_Отрывок_
────

Целыми часами просиживал Мальпиги, согнувшись, над яйцом и глядя на него через лупу. Он проследил развитие с первого дня насиживания до вылупления цыпленка. И он увидел многое такое, что и во сне не снилось Гарвею, несмотря на то, что тот извел сотни и сотни яиц. Впрочем, Гарвей смотрел только глазами, микроскопа у него не было.

После цыпленка принялся изучать самые разнообразные вещи: тут была и женская матка, и происхождение рогов у животных, и сложные железы, волосы, перья, копыта, ногти и когти. Верблюд, столь занятный по своей внешности, не мог не заинтересовать Мальпиги. И как только в его руки попал этот самый верблюд, он тотчас же изучил его анатомию, особенно старательно исследовав желудок. Ведь по рассказам в этом верблюжьем желудке умещался огромный запас воды. Желудок наглядно показал Мальпиги, как легкомысленны бывают люди — никаких многоведерных запасов воды там не оказалось, да и места для них не было.

────

_Извлечённые строки_
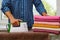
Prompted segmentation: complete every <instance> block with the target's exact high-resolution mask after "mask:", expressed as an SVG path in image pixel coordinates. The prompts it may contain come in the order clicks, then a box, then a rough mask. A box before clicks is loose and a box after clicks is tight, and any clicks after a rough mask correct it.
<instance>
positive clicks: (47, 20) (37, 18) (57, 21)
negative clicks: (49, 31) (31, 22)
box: [34, 15, 60, 22]
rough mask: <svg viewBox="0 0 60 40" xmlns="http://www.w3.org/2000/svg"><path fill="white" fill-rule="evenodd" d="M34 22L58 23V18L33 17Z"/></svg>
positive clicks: (46, 17)
mask: <svg viewBox="0 0 60 40" xmlns="http://www.w3.org/2000/svg"><path fill="white" fill-rule="evenodd" d="M34 20H35V21H41V22H45V21H46V22H60V16H39V15H35V16H34Z"/></svg>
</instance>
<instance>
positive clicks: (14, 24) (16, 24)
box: [10, 19, 22, 27]
mask: <svg viewBox="0 0 60 40" xmlns="http://www.w3.org/2000/svg"><path fill="white" fill-rule="evenodd" d="M20 21H22V20H20V19H11V20H10V22H11V24H12V25H13V26H14V27H17V26H19V25H20Z"/></svg>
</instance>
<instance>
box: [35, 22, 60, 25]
mask: <svg viewBox="0 0 60 40" xmlns="http://www.w3.org/2000/svg"><path fill="white" fill-rule="evenodd" d="M34 23H40V24H51V25H60V23H59V22H38V21H34Z"/></svg>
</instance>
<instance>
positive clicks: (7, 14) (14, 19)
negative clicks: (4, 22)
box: [5, 11, 22, 26]
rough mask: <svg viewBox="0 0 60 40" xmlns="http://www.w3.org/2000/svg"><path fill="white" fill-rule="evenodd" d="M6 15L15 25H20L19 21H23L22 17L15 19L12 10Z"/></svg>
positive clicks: (12, 22)
mask: <svg viewBox="0 0 60 40" xmlns="http://www.w3.org/2000/svg"><path fill="white" fill-rule="evenodd" d="M5 15H6V16H7V17H8V18H9V20H10V23H11V24H12V25H13V26H19V24H20V23H19V21H22V20H20V19H15V18H14V16H13V15H12V13H11V12H10V11H7V12H5Z"/></svg>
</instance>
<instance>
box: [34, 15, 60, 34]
mask: <svg viewBox="0 0 60 40" xmlns="http://www.w3.org/2000/svg"><path fill="white" fill-rule="evenodd" d="M33 26H34V27H33V30H34V31H35V32H49V33H55V34H59V31H60V16H39V15H35V16H34V25H33Z"/></svg>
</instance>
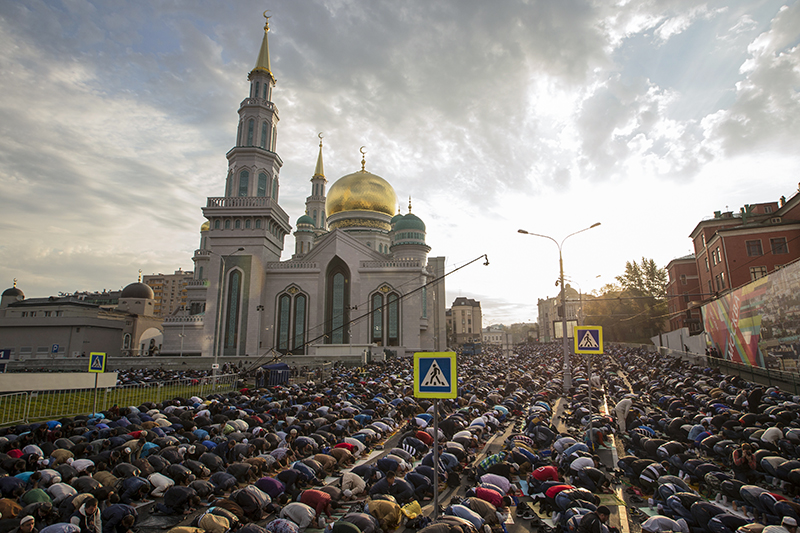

────

_Условие задания_
Напишите продолжение отрывка о Мальпиги, начиная сразу после его последнего предложения. Строки для работы не требуются.

_Ответ к заданию_
Дела у Мальпиги было по горло. Но он ухитрялся заниматься и совсем уже неподобающими ему вещами. Так, желая удовлетворить любопытство одного из вельмож, он написал статью о происхождении… металлов. Металлы мало интересовали Мальпиги, но он был вежлив и любезен.

В 1684 году Мальпиги, скопив кое-какие деньжонки, купил себе в окрестностях Болоньи виллу. И в том же году в его доме в Болонье случился пожар. Сгорели книги и инструменты, сгорели микроскопы и многие рукописи. Особенно была тяжела потеря микроскопов — ведь тогда еще не было магазинов, где ими торговали бы. Каждый микроскоп нужно было заказывать отдельно, а то и делать самому.

Не успел он толком оправиться от этой неприятности, как случилась другая. Его исконные семейные враги Сбаралья стакнулись с неким Мини. Мини очень не любил Мальпиги, но до сего времени он только ругал его в анонимных статьях. Теперь же эта пара решила действовать более реальными средствами.

— Отворяй! — раздалось в одну из ночей у ворот виллы Мальпиги.

Сторож, испуганный людьми в черных масках и блеском оружия, отворил. Бандиты ворвались в дом.

— Вам нужны деньги? — спросил их Мальпиги.

— Мы сами найдем, что нам нужно! — ответили бандиты, и…

Удивительное дело! Они вовсе не искали денег. Они ломали стулья и кресла, били окна и зеркала, швыряли микроскопы в стены, разлили всякие жидкости в лаборатории Мальпиги.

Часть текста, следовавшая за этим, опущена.